Given records:
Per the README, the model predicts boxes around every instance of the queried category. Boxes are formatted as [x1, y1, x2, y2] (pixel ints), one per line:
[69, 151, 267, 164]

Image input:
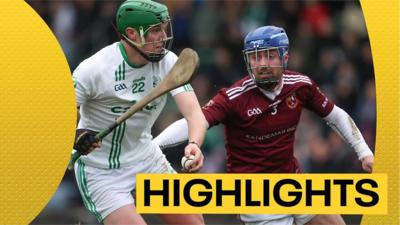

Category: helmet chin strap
[122, 35, 166, 62]
[251, 73, 280, 91]
[255, 78, 279, 91]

Required work: Restate word for word the lines from the line with "[69, 151, 267, 164]" to the last line of the records above, inclusive, and omit every picture.

Exercise answer:
[69, 151, 267, 164]

Image input:

Category: helmet chin strap
[122, 35, 166, 62]
[251, 73, 280, 91]
[255, 78, 279, 91]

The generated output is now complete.